> **Travail demandé**
a) Dans le texte sur le domaine Gautheron, quel âge avait Cyril quand il s'est rendu sur un salon pour la première fois ?
b) Prolongez le texte sur le domaine Gautheron à partir de sa dernière phrase.

> **Texte fourni**
——

Les motards sur les Champs

Sur le salon, ils se faisaient des amis parmi les autres vitis. Beaucoup d'entre eux découvraient Paris. Alain Gautheron se souvient d'une virée sur les Champs-Elysées dans une une sorte de Kangoo de l’époque. « Nous étions quatre à l’arrière ». Soudain, au feu, deux motards de la police sont arrivés des deux côtés du véhicule. Les quatre à l’arrière se sont couchés comme dans une scène de La grande vadrouille. Les policiers n’y ont vu que du feu.  
A l’époque, les vignerons livraient les commandes du salon à domicile. Ils se perdaient dans le labyrinthe de la capitale à la recherche d’une adresse. "Et comme j'ai un mari qui n'était pas patient…", commente Colette, qui n'en dira pas plus sur les échanges avec son mari sur la direction à prendre à tel ou tel feu. "C'est vrai qu'il y a beaucoup moins d'engueulades depuis que nous avons un GPS", reconnaît Alain.

Vignerons itinérants

Et puis, les salons se sont multipliés. Les Gautheron se sont rendus aux quatre coins de la France. De Lille à Toulouse, de Strasbourg à Rennes. « C’est simple, de la mi-octobre à la mi-décembre, je ne voyais plus mes parents », admet leur fils Cyril. Au village, on les surnommait ironiquement "les gens du voyage". Des vignerons qui prenaient la route un mois après les vendanges.  

Cyril avait 13 ans lorsqu'il s'est rendu pour la première fois sur un salon. C'était un dimanche avec son oncle et sa tante. Il était monté avec eux ravitailler les parents en région parisienne. Mais son premier vrai salon, à lui tout seul comme vigneron, c’était en 1998 à Reims. Un marché à l’époque inexploité par le domaine.

Des lieux de rencontre

Les salons des vignerons indépendants, ce sont aussi des lieux de rencontre. Cyril et Agnès se sont connus sur l'un d'entre eux, à Nice pour être précis. A eux deux, ils forment une alliance entre le Chablis et le Saint-Chinian. Comme Cyril, Agnès avait fait son premier salon pendant l’hiver 1998/1999 en Alsace. Elle a débarqué avec pratiquement que du rouge, en pensant que le Riesling et le Gewürz étaient rois en Alsace. Surprise, c’est son blanc qui est parti en premier. 

Pendant toutes ces années, le domaine Gautheron a surtout grandi. « A l'époque  nous ne faisions que 5.000 bouteilles ». Lors de sa première participation en 1983, le domaine était encore auréolé de sa médaille d’argent au Salon de l'agriculture pour son millésimé 1978. « La première année, on a bien tourné. Nous avons touché beaucoup de particuliers, rencontré beaucoup d'importateurs.", explique Colette Gautheron. Une clientèle fidèle, qui revient chaque année sur les salons.

——

> **Données fournies**
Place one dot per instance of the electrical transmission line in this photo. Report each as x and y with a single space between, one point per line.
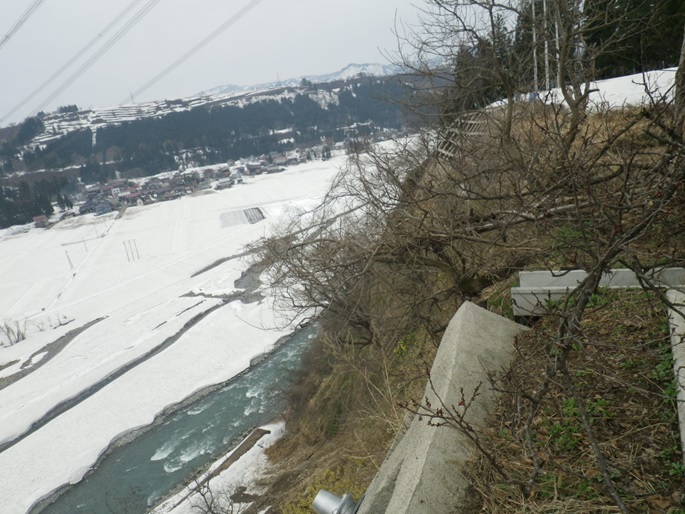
71 61
22 19
218 31
98 55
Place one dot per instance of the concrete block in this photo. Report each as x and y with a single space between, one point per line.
423 472
677 323
537 288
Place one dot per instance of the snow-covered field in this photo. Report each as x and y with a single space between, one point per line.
133 272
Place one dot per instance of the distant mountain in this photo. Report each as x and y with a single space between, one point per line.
348 72
224 124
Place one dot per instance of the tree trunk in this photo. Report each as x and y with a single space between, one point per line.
679 101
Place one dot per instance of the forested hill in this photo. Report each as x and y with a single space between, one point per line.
146 139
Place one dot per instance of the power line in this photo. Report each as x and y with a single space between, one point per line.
77 56
22 19
101 51
228 23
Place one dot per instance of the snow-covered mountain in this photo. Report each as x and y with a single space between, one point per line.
348 72
58 124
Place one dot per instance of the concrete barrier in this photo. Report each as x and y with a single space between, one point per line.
677 324
423 472
537 288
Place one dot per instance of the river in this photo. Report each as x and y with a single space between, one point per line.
135 476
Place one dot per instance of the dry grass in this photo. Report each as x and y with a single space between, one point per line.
624 374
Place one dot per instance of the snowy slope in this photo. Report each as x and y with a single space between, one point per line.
142 302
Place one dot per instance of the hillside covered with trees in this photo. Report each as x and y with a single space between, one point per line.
587 420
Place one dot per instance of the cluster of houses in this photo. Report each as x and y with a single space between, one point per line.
101 199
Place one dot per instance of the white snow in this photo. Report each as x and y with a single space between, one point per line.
632 90
246 471
133 272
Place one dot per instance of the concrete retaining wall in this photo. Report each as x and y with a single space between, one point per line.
677 324
422 473
537 288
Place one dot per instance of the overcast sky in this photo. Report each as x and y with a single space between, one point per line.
274 39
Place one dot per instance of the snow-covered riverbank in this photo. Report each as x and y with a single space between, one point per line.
70 273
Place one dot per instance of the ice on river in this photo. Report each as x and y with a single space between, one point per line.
82 269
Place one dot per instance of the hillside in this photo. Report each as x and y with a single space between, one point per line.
235 124
587 421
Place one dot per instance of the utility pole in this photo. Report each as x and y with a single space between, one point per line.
535 50
544 12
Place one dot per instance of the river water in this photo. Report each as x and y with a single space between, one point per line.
140 473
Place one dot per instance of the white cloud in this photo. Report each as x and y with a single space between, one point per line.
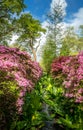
77 19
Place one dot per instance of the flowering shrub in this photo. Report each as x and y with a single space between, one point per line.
18 66
71 71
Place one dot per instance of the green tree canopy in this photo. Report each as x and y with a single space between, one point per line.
29 30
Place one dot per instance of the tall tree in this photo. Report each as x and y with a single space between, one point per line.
29 30
48 54
72 42
8 8
51 48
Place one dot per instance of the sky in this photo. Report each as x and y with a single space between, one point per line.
73 10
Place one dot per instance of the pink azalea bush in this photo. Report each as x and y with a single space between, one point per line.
71 71
19 67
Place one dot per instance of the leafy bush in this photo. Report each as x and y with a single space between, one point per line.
18 75
68 75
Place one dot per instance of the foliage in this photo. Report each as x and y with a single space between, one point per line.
7 10
18 67
8 97
71 70
29 30
48 54
71 43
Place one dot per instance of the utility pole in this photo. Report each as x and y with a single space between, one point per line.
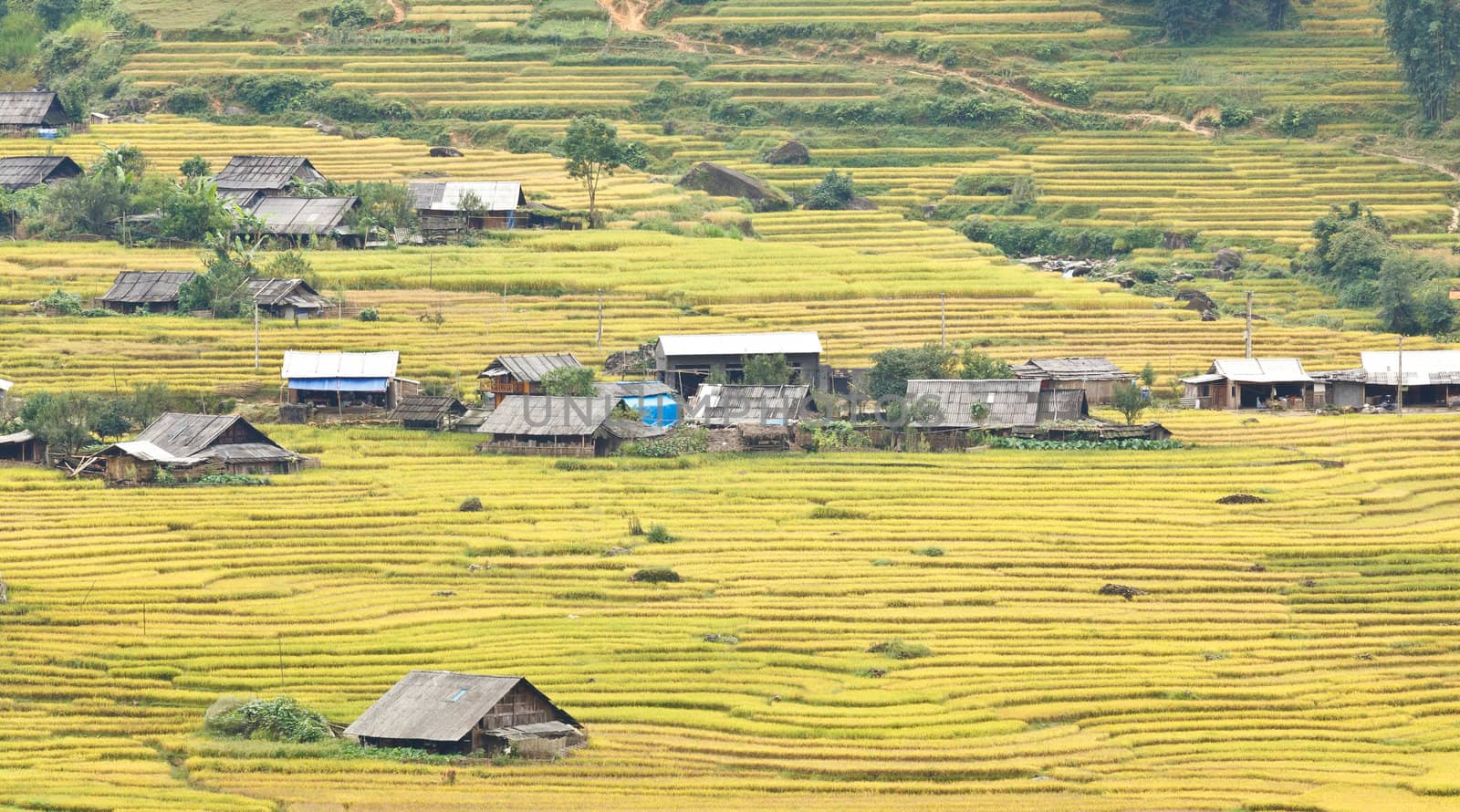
1399 390
1248 333
942 339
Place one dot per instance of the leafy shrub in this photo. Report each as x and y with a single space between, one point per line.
275 720
656 576
898 651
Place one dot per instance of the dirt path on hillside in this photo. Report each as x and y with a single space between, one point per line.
1415 161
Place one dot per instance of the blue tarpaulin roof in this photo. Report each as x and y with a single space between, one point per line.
339 384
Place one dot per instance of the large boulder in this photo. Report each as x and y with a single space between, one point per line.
723 182
790 153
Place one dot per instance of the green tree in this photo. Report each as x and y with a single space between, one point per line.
595 151
569 381
892 369
1129 401
831 193
766 370
196 167
983 367
1424 36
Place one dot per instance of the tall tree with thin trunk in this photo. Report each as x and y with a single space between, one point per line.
1425 38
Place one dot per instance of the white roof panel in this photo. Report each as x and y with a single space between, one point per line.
741 343
339 364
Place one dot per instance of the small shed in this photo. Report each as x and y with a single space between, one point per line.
464 713
1430 377
1095 376
949 405
730 405
362 381
450 206
36 170
193 446
31 109
267 174
22 447
288 298
520 374
298 219
686 361
1250 383
559 427
145 289
431 413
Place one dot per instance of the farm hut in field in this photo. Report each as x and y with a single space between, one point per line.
36 170
1430 377
266 174
288 298
732 405
303 219
143 289
430 413
520 374
22 447
1250 383
464 713
361 381
31 109
192 446
653 401
1094 376
454 206
958 405
559 427
686 361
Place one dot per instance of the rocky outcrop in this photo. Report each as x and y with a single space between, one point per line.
723 182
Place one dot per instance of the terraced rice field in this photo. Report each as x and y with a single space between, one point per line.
1325 681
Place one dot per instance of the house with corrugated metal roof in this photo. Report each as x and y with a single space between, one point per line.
453 206
1097 377
26 172
688 361
288 298
345 380
464 713
559 427
266 174
31 109
192 446
520 374
1250 383
145 289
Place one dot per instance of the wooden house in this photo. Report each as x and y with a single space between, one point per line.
1095 376
31 109
462 714
26 172
143 289
520 374
732 405
559 427
454 206
1250 383
303 219
361 381
192 446
430 413
22 447
288 298
686 361
269 175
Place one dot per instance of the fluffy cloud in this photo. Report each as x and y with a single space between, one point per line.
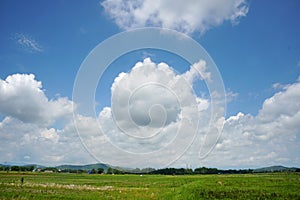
186 16
22 97
153 118
271 137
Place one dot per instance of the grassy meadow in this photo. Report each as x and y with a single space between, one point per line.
95 186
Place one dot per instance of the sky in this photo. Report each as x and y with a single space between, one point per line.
152 108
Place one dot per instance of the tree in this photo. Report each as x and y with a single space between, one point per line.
109 170
100 170
15 168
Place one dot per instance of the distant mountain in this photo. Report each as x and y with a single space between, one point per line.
83 167
278 168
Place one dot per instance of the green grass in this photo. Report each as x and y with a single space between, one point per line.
84 186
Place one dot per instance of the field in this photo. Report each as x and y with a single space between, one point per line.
85 186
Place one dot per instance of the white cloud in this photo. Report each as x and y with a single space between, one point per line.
28 43
22 97
185 16
269 138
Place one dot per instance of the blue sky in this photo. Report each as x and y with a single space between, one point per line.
257 54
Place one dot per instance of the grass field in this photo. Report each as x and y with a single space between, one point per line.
84 186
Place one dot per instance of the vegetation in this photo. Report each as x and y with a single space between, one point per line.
34 185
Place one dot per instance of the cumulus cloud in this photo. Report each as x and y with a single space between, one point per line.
22 97
268 138
185 16
154 114
28 43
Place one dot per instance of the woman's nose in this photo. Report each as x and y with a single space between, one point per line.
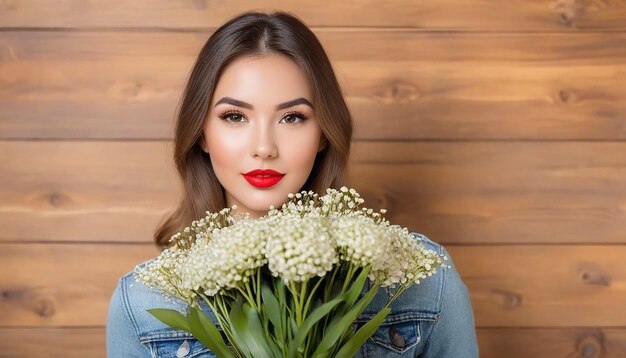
264 145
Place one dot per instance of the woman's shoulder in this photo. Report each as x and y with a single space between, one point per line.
133 331
137 299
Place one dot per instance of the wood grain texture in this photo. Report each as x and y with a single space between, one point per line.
61 284
517 342
482 15
456 192
510 285
50 342
401 85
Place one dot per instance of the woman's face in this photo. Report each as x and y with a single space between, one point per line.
261 117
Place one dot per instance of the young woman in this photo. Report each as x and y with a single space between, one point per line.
262 116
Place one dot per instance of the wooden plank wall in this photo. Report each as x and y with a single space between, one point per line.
496 128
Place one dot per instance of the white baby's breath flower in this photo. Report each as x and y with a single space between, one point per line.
408 260
228 259
360 240
299 248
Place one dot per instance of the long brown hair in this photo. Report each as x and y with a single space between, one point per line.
253 33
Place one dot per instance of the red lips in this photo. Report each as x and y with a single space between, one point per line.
263 178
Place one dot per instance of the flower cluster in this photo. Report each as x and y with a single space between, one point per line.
308 236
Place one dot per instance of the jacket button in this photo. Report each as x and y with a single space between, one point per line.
396 338
183 350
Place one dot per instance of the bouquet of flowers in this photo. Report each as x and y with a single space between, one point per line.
291 283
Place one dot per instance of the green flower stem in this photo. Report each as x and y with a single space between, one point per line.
351 269
311 295
220 312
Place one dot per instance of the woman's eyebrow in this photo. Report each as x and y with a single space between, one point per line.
284 105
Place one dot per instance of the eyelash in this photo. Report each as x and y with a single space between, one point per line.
225 116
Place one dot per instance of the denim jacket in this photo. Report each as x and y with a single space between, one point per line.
431 319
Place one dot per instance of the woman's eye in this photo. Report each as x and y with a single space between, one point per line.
293 118
233 117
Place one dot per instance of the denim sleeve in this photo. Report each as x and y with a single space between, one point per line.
454 333
122 338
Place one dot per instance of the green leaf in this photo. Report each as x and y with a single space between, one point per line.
259 346
352 346
338 326
272 308
171 318
205 331
357 286
314 317
238 327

——

> **Corrigé**
a) Il avait 13 ans.

b)
L'ADN du domaine

Trente-cinq ans plus tard, le domaine tourne à 270.000 bouteilles, don une quantité non négligeable vendue aux particuliers. Les Gautheron sont d'ailleurs accros aux salons. C'est dans l'ADN du domaine.  « Construire une clientèle particulière comme la nôtre, cela ne se fait pas du jour au lendemain », assure Cyril. "On ne peut pas la laisser tomber".  

Et pourtant, un salon c’est « un gros investissement humain. Beaucoup de temps, beaucoup d'éloignement », admet Cyril. Sur un salon comme celui de Paris, Colette et Alain sont sur le pont de 10h à 20h. C'est éprouvant. Et c'est surtout un autre métier. Il y a le viticulteur qui travaille les vignes, le vigneron qui le vinifie et le commerçant qui monte à Paris. "Il y a un côté humain", explique Cyril. « Si tu n'aimes pas le contact et parler de ton métier de vigneron, il faut vraiment te demander ce que tu fais sur un salon ». 

Sans oublier les clients farfelus qui exposent leur science en plongeant leur nez dans le verre de dégustation. Ces amateurs capables de te dire qu'ils préfèrent un chardonnay américain vanillé comme un café chez Starbucks. Et ceux qui assurent avoir goûté un jour du Chablis rouge, juré craché. Mais il y a aussi les clients qui "te marquent", des rencontres formidables, des passionnées qui reviennent année après année. A Metz, par exemple, une cliente avait donné le nom de Chablis à son animal de compagnie. A moins qu'elle ne l'ait appelé Chat Blis, allez chavoir.